Vanderbilt began her professional career as an actress, but she became known during the 1930s as the subject of a high-profile child custody trial in which her mother, Gloria Morgan Vanderbilt, and her paternal aunt, Gertrude Vanderbilt Whitney, each sought custody of her and control over her trust fund. Called the “trial of the century” by the press, the court proceedings were the subject of wide and sensational press coverage due to the wealth and prominence of all involved, and the scandalous evidence presented to support Whitney’s claim that Gloria Morgan Vanderbilt was an unfit parent.

Beginning in 1954, Vanderbilt focused on acting. Her first stage production, The Swan, inspired the logo she later used as a fashion designer. Between 1954 and the early 1960s, she appeared on television in Playhouse 90, Studio One in Hollywood, and The Dick Powell Show. She also made numerous appearances on television interview programs over the years including Person to Person with Edward R. Murrow, The Tonight Show Starring Johnny Carson, The Oprah Winfrey Show, Live! with Kelly and Michael, and CBS News Sunday Morning. As an actress, her most recent credit was an episode of The Love Boat in 1981.

On April 9, 2016, HBO premiered Nothing Left Unsaid: Gloria Vanderbilt & Anderson Cooper, a two-hour documentary, produced and directed by Liz Garbus, that featured a series of conversations between mother and son, covering the mother’s storied life and family history in the public eye.
+++
Reproduce the part of the Vanderbilt passage that starts at the words "On April 9, 2016, HBO" and ends after the words "the public eye.", keeping every word and mark the same.
+++
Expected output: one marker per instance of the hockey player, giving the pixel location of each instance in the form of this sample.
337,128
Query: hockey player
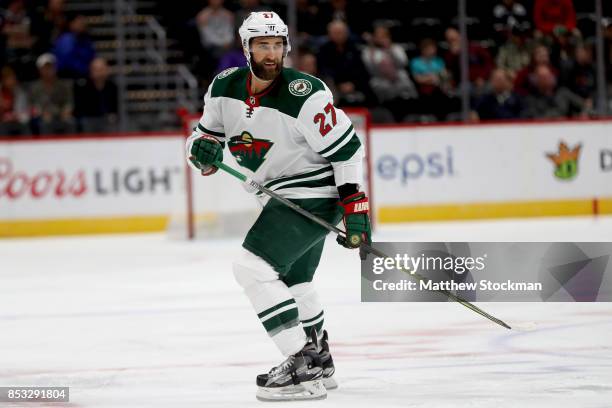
283,130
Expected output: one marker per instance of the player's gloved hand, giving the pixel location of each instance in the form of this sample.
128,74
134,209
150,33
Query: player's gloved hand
206,150
356,220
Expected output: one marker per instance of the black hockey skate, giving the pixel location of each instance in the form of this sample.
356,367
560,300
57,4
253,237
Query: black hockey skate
299,377
328,363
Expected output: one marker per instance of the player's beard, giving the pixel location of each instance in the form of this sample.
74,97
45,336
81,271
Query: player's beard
266,73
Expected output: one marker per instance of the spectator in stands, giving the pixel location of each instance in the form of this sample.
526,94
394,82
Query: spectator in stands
480,61
16,26
307,62
523,83
431,78
578,74
51,99
247,7
216,27
310,25
340,64
74,49
14,110
387,62
549,15
233,57
548,101
515,53
501,102
95,100
338,10
562,46
509,16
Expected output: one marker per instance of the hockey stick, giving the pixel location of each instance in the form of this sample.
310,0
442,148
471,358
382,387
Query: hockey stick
338,231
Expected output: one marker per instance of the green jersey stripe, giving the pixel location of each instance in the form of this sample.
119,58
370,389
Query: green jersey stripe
289,318
324,182
347,151
313,319
210,132
337,142
275,182
276,307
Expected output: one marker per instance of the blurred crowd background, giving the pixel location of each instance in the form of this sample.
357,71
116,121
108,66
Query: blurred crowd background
99,66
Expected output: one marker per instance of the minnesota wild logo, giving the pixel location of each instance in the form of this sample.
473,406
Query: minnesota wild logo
249,152
566,161
300,87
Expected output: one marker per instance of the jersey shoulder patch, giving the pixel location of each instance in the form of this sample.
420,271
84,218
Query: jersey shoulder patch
300,84
230,83
293,90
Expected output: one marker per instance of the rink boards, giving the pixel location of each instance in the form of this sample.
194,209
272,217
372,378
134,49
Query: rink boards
125,183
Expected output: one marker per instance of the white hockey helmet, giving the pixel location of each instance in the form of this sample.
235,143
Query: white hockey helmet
263,24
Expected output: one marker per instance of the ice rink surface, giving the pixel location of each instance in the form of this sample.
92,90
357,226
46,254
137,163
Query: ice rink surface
138,320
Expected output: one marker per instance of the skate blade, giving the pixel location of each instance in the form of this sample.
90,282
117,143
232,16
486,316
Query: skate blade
308,390
329,383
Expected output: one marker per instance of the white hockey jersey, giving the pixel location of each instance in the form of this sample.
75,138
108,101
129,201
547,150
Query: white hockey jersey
290,137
+++
PROBLEM SOLUTION:
On April 9, 2016, HBO premiered Nothing Left Unsaid: Gloria Vanderbilt & Anderson Cooper, a two-hour documentary, produced and directed by Liz Garbus, that featured a series of conversations between mother and son, covering the mother’s storied life and family history in the public eye.